**Records supplied**:
= Beginning of Section =

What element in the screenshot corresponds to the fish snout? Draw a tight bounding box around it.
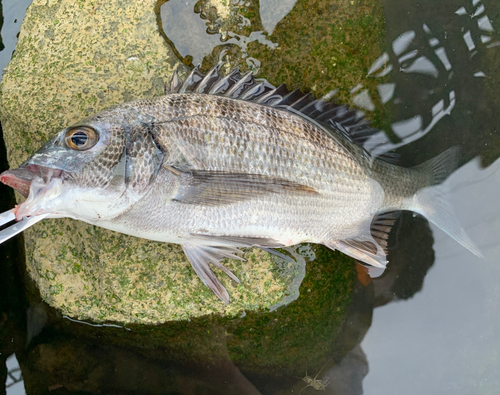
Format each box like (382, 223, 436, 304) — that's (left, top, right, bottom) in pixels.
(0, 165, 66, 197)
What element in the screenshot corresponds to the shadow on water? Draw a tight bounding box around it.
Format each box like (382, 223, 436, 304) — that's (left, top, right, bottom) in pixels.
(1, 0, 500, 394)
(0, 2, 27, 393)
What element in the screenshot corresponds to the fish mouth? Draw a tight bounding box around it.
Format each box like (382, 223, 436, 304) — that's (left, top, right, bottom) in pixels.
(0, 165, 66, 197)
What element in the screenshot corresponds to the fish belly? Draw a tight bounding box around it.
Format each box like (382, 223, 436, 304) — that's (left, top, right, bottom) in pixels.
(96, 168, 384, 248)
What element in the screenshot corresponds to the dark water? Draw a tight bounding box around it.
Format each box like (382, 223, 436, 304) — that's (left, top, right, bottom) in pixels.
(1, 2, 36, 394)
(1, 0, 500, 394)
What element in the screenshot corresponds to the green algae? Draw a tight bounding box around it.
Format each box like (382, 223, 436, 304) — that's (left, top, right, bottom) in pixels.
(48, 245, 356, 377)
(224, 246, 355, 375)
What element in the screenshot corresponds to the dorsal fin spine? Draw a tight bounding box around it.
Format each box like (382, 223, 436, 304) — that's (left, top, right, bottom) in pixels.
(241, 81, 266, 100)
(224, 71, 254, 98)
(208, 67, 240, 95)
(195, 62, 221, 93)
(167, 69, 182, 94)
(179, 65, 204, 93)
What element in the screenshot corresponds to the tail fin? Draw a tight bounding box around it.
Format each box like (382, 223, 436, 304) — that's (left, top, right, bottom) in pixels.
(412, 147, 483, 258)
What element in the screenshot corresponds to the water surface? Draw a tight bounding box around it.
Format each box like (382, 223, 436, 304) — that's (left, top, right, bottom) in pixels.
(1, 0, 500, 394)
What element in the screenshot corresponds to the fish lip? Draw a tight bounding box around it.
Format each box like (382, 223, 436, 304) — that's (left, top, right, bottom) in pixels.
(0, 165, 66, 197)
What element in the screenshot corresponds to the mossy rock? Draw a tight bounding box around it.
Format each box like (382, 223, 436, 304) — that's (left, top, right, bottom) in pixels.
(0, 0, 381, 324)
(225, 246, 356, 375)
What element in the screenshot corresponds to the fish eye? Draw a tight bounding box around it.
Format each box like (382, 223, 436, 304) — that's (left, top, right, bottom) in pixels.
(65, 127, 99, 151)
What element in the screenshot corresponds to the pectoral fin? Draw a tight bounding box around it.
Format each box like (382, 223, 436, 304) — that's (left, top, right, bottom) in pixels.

= End of Section =

**How to complete this task**: Repeat only the stretch of lines that begins at the line containing "What element in the screenshot corresponds to the dorsal" and ends at the last line above, both included.

**Task answer**:
What element in the screenshot corresponds to the dorsal fin spine? Draw a tight bounding box around it.
Format each box like (382, 223, 436, 304) — that's (left, top, right, bottom) in pixels.
(241, 81, 266, 100)
(224, 71, 254, 98)
(208, 67, 240, 95)
(195, 62, 221, 93)
(167, 69, 182, 94)
(179, 65, 204, 93)
What element in the screenshot corresponds to the tail fin? Draw a tight bounding box around it.
Format each box like (382, 223, 436, 304) — that's (left, top, right, bottom) in pixels.
(412, 147, 483, 258)
What element in the screenshot corresponds to the water surface? Draw a tight bounding box around it.
Format each box like (382, 223, 436, 304) — that's (left, top, right, bottom) in pixels.
(1, 0, 500, 394)
What element in the screenshot corresponds to the fish lip? Draw a tight bounding box around it.
Format each box like (382, 223, 436, 304) — that's (left, top, right, bottom) in pixels.
(0, 165, 66, 197)
What element in the screenshot corresponds to the mossy rock? Draw a tight bounding box around it.
Format each box like (382, 223, 436, 304) — that's (left, top, right, bottom) in pixels.
(0, 0, 381, 324)
(225, 246, 356, 375)
What element in the screenshot corresponds to the fish eye? Draw a tight bounding box around it.
Format each box like (382, 223, 436, 304) — that's (left, top, right, bottom) in pixels.
(65, 127, 99, 151)
What element in the screenshot corresponds to the pectoral fin? Draw a tight bounding box around it.
Format each box like (382, 223, 436, 304) — that's (left, top, right, bottom) in pixels.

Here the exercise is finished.